Input data:
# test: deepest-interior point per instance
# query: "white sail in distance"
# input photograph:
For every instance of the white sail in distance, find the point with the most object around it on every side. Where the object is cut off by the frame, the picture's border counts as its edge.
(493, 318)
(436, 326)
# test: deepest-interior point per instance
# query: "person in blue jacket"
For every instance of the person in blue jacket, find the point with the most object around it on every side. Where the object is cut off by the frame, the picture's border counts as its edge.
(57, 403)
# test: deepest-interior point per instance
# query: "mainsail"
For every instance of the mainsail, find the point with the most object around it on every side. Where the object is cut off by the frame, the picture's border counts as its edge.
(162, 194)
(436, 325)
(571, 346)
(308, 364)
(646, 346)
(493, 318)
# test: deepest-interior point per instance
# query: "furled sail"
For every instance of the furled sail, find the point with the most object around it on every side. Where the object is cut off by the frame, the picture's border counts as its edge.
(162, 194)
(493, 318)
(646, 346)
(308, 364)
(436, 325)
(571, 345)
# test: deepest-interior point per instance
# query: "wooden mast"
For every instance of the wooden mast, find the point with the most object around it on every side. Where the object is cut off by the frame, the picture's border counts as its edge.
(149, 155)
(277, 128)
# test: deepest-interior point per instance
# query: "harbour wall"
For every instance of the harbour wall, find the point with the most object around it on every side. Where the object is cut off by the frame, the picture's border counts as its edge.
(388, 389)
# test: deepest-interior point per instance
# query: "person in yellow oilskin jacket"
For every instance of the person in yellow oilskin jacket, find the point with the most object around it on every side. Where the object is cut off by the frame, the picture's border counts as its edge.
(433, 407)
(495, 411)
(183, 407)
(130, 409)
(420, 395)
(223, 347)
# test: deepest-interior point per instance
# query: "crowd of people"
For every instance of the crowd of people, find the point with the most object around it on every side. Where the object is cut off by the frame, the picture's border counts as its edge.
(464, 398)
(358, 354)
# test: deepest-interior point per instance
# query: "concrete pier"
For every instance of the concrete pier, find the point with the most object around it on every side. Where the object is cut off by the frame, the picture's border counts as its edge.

Task goal: Output all of the material, please, exactly as it stands.

Task solution:
# test: deepest-interior point per instance
# query: "white sail in distance"
# input photograph:
For every instance of the white sail in distance, find the point with the most object around it on every side. Where the object is cut off by the frame, the picture's border counts as its edge.
(493, 318)
(436, 326)
# test: deepest-interior point per instance
# query: "person in blue jacket"
For every instance of the person in blue jacket, find the point with the most object around it on every side. Where the object is cut off by the frame, the picture's border counts as its edge.
(57, 403)
# test: deepest-interior point per instance
# query: "mainsail"
For every instance of the mainsail, find the point with the most object around it on every side. Where the object is cut off by the frame, the picture's border counts as its edge.
(162, 194)
(436, 325)
(571, 346)
(308, 364)
(646, 346)
(493, 318)
# test: deepest-interior point per instance
# query: "furled sail"
For every instance of the furled sail, find the point with the most object around it on every side. Where the object is cut off by the frame, the picture's border counts as its edge.
(162, 194)
(493, 318)
(646, 346)
(308, 364)
(436, 325)
(571, 345)
# test: deepest-interior point per instance
# query: "wooden mast"
For every instance of the wooden mast, find the point with the most object around it on every side. Where the object is cut off by the frame, the picture's border counts as its edge.
(149, 155)
(277, 128)
# test: deepest-interior point per instance
# query: "harbour wall"
For every instance of the harbour wall, find the point with the most object around it on every side. Where the object is cut off by the frame, the picture's border counts as its edge.
(388, 389)
# test: deepest-interior point per instance
# query: "person in yellow oilskin jacket"
For every instance of the person in yellow oilskin jacket, find the point with the most object around it on every side. Where the object is cut off by the frame, the picture's border counts as its edge.
(433, 407)
(495, 411)
(183, 407)
(130, 409)
(420, 395)
(223, 347)
# test: deepest-interior point per instance
# query: "crowd of people"
For every instance of the crowd of people, find the point with the most object around it on every side. Where the object is cut off by the frame, the picture's border counts as its edge.
(464, 398)
(358, 354)
# test: deepest-interior point per instance
# query: "concrete pier"
For every instance of the concrete pier, find the point with the most object around it on every side. Where the object is cut off by the frame, the picture's border counts as its edge.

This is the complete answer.